— Supplied material —
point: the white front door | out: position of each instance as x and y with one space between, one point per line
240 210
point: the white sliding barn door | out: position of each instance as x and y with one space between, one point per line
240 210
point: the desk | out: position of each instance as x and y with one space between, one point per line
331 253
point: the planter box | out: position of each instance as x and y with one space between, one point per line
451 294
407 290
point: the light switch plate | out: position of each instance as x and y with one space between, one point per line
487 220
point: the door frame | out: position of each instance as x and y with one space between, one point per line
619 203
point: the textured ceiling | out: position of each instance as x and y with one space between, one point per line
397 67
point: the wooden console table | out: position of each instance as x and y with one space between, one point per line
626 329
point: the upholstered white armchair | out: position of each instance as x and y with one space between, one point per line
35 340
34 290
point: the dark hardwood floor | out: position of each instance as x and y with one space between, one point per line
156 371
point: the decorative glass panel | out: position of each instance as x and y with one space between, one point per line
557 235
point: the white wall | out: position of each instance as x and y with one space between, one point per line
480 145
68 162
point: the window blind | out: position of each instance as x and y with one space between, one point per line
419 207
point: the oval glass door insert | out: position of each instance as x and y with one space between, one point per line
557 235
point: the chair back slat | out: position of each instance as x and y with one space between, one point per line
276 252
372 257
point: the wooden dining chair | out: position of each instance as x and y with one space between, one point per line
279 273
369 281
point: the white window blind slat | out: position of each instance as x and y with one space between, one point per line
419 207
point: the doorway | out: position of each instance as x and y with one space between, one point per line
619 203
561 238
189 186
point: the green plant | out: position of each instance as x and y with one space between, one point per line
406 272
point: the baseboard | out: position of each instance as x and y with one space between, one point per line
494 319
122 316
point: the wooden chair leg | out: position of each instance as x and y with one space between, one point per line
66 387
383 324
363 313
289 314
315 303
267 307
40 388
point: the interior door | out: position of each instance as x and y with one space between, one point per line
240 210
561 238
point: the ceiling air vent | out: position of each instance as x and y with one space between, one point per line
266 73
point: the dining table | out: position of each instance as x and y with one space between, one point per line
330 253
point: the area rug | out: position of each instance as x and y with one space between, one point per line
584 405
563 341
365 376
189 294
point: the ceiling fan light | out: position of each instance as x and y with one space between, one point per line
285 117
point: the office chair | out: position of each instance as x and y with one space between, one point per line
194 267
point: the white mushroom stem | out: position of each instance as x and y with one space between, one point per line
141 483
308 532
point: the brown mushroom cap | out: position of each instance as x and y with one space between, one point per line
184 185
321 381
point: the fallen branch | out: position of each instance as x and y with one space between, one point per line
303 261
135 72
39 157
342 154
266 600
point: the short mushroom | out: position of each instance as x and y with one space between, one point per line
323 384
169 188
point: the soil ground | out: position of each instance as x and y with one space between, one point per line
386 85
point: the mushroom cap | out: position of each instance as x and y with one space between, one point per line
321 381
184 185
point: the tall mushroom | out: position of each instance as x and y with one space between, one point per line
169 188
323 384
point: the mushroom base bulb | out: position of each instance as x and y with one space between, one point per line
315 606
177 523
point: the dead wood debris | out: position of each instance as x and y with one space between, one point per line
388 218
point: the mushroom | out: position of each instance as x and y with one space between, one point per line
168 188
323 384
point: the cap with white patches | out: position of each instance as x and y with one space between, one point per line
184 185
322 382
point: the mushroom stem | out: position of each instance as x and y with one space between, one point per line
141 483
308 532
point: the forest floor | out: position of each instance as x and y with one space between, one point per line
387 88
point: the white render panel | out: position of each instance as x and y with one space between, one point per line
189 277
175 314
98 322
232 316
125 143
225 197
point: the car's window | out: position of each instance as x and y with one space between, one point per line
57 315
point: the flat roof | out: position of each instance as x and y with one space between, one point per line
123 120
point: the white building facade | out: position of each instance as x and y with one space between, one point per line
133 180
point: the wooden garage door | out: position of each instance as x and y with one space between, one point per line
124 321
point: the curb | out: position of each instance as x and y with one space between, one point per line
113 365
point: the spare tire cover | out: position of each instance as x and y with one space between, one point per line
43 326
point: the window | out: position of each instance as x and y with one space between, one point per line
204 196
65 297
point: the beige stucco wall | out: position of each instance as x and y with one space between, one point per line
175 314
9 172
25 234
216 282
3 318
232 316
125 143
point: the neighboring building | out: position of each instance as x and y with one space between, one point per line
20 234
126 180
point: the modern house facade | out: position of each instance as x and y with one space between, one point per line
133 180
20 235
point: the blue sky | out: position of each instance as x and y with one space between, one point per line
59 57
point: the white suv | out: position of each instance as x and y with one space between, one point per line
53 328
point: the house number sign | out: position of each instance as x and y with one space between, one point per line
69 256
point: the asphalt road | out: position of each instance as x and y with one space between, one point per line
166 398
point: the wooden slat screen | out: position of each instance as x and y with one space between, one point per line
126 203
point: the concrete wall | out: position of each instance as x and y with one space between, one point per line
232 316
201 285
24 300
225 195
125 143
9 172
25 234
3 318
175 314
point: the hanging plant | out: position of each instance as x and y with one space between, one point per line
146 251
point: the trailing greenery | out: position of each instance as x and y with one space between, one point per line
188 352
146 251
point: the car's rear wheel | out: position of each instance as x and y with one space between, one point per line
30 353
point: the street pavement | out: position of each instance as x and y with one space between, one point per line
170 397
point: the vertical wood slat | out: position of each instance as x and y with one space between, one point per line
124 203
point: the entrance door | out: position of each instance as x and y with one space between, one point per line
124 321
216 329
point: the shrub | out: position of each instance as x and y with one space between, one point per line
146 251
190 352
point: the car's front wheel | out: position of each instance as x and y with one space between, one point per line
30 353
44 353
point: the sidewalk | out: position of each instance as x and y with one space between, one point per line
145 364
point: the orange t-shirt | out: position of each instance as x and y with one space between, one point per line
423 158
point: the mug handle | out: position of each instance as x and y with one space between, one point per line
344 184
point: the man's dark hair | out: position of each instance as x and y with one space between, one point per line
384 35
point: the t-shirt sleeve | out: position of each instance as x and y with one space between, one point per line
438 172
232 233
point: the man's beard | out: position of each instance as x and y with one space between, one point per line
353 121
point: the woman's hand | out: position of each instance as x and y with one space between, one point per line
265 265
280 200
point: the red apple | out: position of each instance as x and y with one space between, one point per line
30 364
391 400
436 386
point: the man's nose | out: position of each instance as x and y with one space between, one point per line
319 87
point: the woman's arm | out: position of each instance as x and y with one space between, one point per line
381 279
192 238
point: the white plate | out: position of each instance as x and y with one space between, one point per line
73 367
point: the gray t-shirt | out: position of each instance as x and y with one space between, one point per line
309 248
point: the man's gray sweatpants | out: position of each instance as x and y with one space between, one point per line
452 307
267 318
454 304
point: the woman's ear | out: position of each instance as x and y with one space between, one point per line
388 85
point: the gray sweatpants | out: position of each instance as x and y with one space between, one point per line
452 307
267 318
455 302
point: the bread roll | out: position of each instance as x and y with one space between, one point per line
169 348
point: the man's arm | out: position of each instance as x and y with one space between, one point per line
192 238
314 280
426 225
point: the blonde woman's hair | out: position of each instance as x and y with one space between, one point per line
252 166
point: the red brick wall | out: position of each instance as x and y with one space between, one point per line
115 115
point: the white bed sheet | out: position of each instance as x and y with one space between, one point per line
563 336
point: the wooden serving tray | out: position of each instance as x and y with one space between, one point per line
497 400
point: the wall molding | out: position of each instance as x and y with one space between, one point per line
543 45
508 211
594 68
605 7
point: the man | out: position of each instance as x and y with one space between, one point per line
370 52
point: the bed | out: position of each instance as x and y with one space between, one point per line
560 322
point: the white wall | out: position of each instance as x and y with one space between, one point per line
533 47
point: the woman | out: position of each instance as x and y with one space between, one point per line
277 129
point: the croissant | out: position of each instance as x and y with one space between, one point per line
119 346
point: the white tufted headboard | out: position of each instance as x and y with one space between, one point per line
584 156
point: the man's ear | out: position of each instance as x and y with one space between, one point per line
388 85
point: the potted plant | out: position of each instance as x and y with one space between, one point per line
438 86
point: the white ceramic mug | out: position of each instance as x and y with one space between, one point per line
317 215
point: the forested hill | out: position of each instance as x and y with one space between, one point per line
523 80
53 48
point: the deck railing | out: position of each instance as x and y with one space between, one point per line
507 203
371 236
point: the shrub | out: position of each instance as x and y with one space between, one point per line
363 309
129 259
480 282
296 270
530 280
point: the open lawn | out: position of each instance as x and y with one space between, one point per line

— What needs to be done —
Take the line that contains "point: the forested" and every line after it to the end of the entries above, and reproduce them exactly.

— Written answer —
point: the forested hill | out: position of each instance as x and y with one space between, one point per line
523 80
53 48
point: the deck railing | out: position of each instance as x and y with one space between, one point per line
507 203
371 236
point: the shrub | out: position of each instance as x and y with one space between, one point per line
363 309
129 259
480 282
296 270
530 280
point: the open lawn | out: position of each instance as x and y with one space between, one point per line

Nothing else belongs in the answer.